Tarefa a cumprir. Copie, sem nenhuma alteração, a parte do texto sobre as eleições de 2020 que vai de "Por último, vale" até "secretamente na XP.", incluindo essas palavras.

Trecho fornecido.
====
Por último, vale a pena lembrar que a agenda em torno dos desmandos da operação Lava Jato não deverá ser a agenda principal das eleições de 2020. Fui dos primeiros que critiquei a operação Lava Jato e estou absolutamente convencido que ela foi uma operação politizada que instrumentalizou o poder judiciário com vistas a atingir o ex-presidente Lula. Estou também absolutamente convencido que o juiz Sergio Moro se associou a Jair Bolsonaro muito antes de 2018 e tomou decisões judiciais com o intuito de apoiá-lo. Sou também a favor da punição de Deltan Dallagnoll por diversas das suas ações ilegais, entre elas a absurda conferência proferida secretamente na XP.
Mas, a pauta colocada pelo ex-presidente Lula e pelo PT centrando o jogo eleitoral em torno destas questões não tende a ter apoio. A agenda eleitoral da esquerda em 2020 deve ser diferente e centrar-se no impeachment de Bolsonaro, na recuperação da economia e em evitar que a pobreza e a desigualdade aumentem. Para isso, é preciso entender que ganhar eleições em cidades chaves é mais importante do que recuperar PT e que candidatos dos demais partidos de esquerda estão muito bem posicionados em algumas cidades importantes eleitoralmente.
====
Registros fornecidos.
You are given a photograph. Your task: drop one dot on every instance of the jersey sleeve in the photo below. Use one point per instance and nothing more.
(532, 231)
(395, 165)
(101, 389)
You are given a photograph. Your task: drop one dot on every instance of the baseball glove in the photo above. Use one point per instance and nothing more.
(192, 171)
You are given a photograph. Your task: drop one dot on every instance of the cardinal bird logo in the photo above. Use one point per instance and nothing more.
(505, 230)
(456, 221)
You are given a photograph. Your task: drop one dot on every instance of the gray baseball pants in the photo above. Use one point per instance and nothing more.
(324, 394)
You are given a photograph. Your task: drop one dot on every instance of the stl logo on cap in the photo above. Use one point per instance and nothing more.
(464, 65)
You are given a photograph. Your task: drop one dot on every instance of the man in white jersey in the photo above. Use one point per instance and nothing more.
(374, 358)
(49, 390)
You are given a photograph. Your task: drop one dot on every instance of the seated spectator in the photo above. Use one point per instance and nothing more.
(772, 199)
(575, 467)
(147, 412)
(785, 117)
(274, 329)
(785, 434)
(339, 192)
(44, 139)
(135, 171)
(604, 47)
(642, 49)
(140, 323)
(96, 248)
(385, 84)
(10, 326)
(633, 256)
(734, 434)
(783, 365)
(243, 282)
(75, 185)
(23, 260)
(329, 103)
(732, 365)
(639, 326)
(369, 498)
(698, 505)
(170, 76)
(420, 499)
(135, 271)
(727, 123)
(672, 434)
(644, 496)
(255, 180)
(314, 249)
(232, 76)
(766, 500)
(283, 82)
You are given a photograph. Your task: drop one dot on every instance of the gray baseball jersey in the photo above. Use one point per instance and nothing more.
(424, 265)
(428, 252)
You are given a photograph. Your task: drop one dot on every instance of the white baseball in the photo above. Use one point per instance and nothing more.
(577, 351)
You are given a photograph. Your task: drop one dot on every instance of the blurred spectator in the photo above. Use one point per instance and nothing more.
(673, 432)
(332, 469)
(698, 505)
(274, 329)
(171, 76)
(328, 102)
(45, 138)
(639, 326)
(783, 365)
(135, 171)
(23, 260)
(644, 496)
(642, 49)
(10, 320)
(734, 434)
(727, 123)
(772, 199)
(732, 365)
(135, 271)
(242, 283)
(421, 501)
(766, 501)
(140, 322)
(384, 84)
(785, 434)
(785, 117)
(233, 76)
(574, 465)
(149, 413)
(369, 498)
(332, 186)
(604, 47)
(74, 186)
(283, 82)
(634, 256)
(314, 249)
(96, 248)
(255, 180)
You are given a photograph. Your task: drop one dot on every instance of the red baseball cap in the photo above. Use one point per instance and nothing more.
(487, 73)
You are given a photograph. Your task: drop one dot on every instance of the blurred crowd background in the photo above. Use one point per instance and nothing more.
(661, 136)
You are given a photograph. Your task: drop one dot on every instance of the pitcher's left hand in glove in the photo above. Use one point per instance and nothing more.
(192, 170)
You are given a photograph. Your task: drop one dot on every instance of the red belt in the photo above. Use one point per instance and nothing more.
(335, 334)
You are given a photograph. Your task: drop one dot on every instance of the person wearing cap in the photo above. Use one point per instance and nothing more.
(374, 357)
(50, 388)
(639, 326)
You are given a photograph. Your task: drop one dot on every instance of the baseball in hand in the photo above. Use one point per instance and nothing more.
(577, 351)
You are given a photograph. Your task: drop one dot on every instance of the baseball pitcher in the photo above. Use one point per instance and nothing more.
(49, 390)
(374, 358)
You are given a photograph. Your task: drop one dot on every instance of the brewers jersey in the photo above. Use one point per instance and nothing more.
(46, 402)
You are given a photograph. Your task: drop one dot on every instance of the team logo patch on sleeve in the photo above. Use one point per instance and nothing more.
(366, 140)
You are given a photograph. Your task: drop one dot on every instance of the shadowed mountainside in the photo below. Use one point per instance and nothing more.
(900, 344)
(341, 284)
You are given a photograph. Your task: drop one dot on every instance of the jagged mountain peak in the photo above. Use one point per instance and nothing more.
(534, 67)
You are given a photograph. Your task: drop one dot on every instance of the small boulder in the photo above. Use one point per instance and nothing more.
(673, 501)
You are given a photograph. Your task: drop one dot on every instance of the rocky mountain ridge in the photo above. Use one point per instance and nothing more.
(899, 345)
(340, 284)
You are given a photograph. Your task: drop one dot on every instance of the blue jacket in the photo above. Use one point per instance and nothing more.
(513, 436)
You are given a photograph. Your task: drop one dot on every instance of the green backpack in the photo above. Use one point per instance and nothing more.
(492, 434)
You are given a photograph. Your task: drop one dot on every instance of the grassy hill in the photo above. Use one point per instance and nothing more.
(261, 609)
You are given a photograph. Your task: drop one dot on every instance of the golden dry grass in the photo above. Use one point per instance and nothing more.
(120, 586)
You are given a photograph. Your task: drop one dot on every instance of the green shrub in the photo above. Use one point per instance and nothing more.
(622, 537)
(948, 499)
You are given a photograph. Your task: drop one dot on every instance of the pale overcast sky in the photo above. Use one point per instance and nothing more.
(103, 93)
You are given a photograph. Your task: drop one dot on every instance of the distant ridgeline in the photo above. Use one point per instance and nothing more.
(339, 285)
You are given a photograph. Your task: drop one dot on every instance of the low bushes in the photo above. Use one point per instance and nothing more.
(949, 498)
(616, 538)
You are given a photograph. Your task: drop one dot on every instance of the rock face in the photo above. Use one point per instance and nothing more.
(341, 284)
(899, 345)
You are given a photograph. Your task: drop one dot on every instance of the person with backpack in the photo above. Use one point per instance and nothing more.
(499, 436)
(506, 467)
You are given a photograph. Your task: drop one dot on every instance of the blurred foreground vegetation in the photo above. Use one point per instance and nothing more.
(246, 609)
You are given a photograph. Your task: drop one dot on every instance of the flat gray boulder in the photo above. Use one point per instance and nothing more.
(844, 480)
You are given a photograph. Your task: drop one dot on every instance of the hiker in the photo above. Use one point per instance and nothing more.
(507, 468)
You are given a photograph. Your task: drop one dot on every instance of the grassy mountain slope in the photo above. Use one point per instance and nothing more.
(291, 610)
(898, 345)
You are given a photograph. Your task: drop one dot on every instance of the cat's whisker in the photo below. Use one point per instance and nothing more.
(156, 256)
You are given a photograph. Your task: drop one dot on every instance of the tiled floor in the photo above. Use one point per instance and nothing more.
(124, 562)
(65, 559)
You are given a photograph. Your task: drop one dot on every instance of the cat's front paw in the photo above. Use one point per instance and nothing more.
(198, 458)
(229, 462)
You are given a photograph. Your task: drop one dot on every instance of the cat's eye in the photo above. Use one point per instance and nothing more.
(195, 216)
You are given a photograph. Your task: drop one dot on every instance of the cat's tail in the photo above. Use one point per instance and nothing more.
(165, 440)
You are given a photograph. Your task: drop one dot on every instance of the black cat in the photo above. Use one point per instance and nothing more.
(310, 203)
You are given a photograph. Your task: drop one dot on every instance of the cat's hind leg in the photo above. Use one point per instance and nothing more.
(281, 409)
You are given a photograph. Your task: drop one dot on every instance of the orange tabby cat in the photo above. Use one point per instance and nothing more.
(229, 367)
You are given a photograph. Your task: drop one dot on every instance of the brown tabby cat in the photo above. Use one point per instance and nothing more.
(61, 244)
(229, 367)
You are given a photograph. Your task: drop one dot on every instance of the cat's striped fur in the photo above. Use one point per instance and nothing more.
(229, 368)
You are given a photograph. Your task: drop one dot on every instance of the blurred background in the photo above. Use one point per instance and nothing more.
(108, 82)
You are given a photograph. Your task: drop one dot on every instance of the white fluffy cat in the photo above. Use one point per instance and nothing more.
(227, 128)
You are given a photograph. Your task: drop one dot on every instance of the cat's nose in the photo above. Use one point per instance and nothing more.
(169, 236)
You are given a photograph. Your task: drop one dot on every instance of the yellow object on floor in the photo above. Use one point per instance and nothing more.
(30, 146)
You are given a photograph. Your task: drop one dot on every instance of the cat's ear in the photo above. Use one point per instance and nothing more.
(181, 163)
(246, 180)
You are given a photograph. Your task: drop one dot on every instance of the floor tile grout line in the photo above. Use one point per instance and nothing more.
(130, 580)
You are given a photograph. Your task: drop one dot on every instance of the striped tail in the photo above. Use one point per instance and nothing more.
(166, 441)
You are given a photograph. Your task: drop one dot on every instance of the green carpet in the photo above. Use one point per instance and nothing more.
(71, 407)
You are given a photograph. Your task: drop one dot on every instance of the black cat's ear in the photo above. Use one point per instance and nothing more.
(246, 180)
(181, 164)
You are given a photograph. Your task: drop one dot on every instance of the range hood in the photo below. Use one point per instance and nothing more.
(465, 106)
====
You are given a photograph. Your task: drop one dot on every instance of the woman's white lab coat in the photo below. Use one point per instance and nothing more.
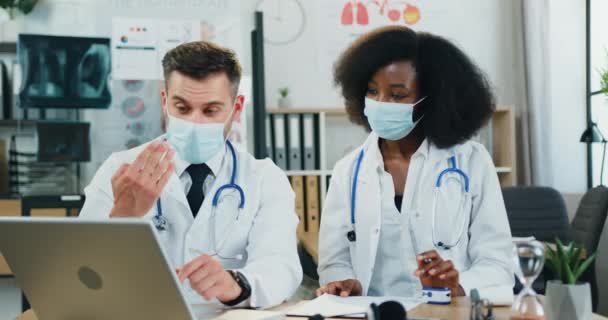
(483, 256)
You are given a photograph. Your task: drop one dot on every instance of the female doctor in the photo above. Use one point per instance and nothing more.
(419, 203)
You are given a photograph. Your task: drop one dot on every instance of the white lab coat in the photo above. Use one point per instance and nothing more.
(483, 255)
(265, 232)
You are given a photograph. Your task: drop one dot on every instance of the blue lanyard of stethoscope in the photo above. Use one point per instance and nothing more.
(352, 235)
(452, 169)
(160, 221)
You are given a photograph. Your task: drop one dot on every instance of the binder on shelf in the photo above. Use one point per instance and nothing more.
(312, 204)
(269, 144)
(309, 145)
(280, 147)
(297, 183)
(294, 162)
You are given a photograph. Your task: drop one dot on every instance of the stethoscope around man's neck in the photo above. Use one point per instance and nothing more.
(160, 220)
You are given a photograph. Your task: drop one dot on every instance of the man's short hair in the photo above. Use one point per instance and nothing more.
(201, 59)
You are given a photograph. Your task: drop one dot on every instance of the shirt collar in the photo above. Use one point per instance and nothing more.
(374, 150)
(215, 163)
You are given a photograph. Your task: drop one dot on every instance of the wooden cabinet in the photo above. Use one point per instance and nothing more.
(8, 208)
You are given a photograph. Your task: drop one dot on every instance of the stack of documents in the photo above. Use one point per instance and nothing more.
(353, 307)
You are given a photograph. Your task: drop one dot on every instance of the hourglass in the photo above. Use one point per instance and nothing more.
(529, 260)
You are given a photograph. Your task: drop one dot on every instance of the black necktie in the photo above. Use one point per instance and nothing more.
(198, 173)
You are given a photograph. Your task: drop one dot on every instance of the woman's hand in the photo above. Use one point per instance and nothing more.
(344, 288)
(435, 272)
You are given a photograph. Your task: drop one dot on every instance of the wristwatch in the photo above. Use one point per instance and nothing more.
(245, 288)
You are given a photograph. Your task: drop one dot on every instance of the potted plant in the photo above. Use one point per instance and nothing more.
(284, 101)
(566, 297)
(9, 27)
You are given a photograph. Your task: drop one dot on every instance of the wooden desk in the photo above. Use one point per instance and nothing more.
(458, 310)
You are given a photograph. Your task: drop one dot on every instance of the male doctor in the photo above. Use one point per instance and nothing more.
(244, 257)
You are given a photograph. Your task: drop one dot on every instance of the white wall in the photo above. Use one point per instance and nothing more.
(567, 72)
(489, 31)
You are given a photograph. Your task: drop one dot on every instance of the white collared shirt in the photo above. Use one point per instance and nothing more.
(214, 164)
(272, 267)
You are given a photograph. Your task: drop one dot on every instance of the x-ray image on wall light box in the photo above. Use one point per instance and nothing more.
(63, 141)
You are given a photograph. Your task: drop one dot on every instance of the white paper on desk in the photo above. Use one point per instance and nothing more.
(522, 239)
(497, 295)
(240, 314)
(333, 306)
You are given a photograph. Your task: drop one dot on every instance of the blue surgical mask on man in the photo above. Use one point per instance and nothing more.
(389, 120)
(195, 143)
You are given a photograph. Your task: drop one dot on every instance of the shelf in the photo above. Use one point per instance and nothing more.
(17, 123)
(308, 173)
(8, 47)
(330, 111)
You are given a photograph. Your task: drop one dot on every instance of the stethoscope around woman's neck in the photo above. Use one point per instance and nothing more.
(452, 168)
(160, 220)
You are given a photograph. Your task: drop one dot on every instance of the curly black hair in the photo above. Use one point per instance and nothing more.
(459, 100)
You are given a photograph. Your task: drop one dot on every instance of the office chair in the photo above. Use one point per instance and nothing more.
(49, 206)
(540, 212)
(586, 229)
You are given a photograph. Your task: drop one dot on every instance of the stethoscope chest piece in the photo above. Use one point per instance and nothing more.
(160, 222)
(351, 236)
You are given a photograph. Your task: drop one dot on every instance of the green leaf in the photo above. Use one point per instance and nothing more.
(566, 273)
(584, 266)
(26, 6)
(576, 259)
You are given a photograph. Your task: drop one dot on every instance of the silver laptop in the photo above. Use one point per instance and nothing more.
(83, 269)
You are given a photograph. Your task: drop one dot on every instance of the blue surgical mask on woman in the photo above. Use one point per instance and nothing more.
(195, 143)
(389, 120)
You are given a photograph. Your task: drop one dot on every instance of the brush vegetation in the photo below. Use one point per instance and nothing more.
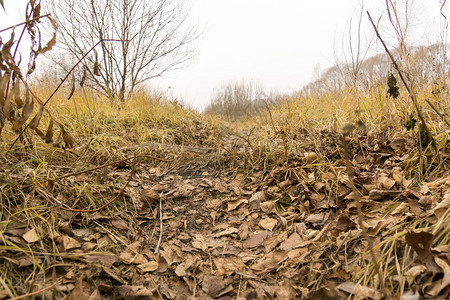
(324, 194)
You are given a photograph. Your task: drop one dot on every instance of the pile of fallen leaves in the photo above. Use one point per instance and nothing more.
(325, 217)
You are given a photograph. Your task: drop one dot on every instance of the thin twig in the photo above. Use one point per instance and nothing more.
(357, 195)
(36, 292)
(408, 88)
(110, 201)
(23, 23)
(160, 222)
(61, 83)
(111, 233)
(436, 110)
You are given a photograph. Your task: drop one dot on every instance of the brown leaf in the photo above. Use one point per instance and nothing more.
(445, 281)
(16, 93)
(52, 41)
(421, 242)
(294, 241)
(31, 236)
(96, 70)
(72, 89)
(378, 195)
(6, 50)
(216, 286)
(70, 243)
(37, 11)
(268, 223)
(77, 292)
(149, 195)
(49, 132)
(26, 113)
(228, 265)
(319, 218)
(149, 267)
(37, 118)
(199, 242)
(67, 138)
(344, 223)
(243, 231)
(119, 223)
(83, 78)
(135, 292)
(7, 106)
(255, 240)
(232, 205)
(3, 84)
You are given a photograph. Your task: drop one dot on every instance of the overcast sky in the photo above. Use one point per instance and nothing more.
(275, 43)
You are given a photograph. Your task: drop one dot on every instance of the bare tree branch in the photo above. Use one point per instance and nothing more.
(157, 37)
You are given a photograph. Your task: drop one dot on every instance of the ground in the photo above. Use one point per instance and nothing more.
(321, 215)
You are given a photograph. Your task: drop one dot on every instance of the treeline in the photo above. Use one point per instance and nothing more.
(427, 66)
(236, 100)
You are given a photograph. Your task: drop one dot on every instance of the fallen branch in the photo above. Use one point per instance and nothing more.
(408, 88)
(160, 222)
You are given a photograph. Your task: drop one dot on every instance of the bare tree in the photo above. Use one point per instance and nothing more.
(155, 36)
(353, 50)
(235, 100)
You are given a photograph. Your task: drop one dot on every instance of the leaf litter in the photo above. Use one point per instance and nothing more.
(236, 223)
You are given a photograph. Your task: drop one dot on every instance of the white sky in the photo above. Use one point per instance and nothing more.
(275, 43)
====
Resposta do exercício.
Por último, vale a pena lembrar que a agenda em torno dos desmandos da operação Lava Jato não deverá ser a agenda principal das eleições de 2020. Fui dos primeiros que critiquei a operação Lava Jato e estou absolutamente convencido que ela foi uma operação politizada que instrumentalizou o poder judiciário com vistas a atingir o ex-presidente Lula. Estou também absolutamente convencido que o juiz Sergio Moro se associou a Jair Bolsonaro muito antes de 2018 e tomou decisões judiciais com o intuito de apoiá-lo. Sou também a favor da punição de Deltan Dallagnoll por diversas das suas ações ilegais, entre elas a absurda conferência proferida secretamente na XP.